_Task details_
Rewrite all of the data below with "pixel box" switched in for every "bounding box", leaving everything else unchanged.

** start of Given entries **

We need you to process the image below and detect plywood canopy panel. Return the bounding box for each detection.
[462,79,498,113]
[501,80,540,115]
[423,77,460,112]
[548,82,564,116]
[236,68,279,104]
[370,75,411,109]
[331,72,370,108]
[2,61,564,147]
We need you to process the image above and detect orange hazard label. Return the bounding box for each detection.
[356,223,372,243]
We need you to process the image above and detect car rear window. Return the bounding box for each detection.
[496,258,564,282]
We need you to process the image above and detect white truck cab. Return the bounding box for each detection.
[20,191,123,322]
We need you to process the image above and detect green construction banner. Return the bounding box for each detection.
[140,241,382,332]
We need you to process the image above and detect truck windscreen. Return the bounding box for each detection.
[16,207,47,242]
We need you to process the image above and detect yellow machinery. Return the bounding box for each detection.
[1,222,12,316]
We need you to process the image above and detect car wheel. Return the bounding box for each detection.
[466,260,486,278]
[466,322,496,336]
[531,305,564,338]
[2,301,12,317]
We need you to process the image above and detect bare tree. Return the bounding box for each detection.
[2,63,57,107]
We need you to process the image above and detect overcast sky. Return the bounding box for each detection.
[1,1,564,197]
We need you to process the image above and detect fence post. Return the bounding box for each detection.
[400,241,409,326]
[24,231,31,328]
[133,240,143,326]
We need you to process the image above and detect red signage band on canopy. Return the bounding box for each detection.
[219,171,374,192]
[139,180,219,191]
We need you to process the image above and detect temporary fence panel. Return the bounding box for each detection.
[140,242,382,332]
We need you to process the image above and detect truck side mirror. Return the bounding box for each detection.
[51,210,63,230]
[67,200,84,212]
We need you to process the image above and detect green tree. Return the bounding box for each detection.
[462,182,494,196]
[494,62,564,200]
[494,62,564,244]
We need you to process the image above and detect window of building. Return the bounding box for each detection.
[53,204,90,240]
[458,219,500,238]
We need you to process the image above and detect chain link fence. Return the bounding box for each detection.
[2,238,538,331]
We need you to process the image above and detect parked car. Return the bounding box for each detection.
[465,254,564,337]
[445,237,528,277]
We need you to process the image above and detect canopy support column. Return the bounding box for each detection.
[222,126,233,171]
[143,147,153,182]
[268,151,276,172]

** end of Given entries **

_Exercise response_
We need you to process the image below and detect plywood canopy panel. Return the pixel box for each detection.
[462,79,498,113]
[501,80,540,115]
[423,77,460,112]
[548,82,564,116]
[236,68,279,104]
[370,75,411,109]
[331,72,370,108]
[2,61,564,147]
We need you to process the image above and detect orange hazard label. Return the pixel box for each detection.
[356,223,372,243]
We need you to process the image above and detect car rear window. Return the pixel box for each detection.
[496,258,564,282]
We need you to process the image above and detect white truck cab. Return the pixel box for each detection.
[20,191,123,322]
We need you to process the image above and detect green construction banner. Return the pixel box for each detection.
[140,241,382,332]
We need you to process the image above and detect truck windscreen. Return the pixel box for each detection.
[16,207,47,242]
We need you to process the image above and detect yellow machinery. Return the pixel box for each detection.
[1,222,12,316]
We need you to process the image above and detect car wheel. Return the pixel box for each detection.
[466,260,486,278]
[466,322,496,336]
[531,305,564,338]
[2,301,12,317]
We need you to process the image above and detect bare tree. Return the pixel box for each detection.
[2,63,57,107]
We need you to process the image above and detect overcast sky. Return the pixel box for each detection.
[1,1,564,197]
We need you to process the image above and detect fence post. Return the pixel box for each detection.
[400,241,409,326]
[24,231,31,328]
[133,240,143,326]
We need you to process the image above and detect red signage band on canopy. Return the pixel box for each detection.
[219,171,374,192]
[139,180,219,191]
We need you to process the image above and detect temporary fence panel. Return the pixel box for each detection.
[140,242,382,332]
We need you to process the image above and detect truck side mirror. Return the pixel box for each detection.
[51,210,63,230]
[67,200,84,212]
We need you to process the image above and detect green tree. Return the pixel box for each detection.
[462,182,494,196]
[494,62,564,200]
[494,62,564,244]
We need you to process the image above and detect window of building. Return the pixel box for each detection.
[53,204,90,240]
[458,219,500,238]
We need you to process the image above and detect chain link fence. Return the pixel box for each detection.
[2,238,538,331]
We need you to process the image above and detect parked car. Return the pixel box for each detection.
[465,254,564,337]
[445,237,528,277]
We need you to process the image above and detect canopy support column. Return the pixel box for each detection.
[222,126,233,171]
[143,147,153,182]
[268,151,276,172]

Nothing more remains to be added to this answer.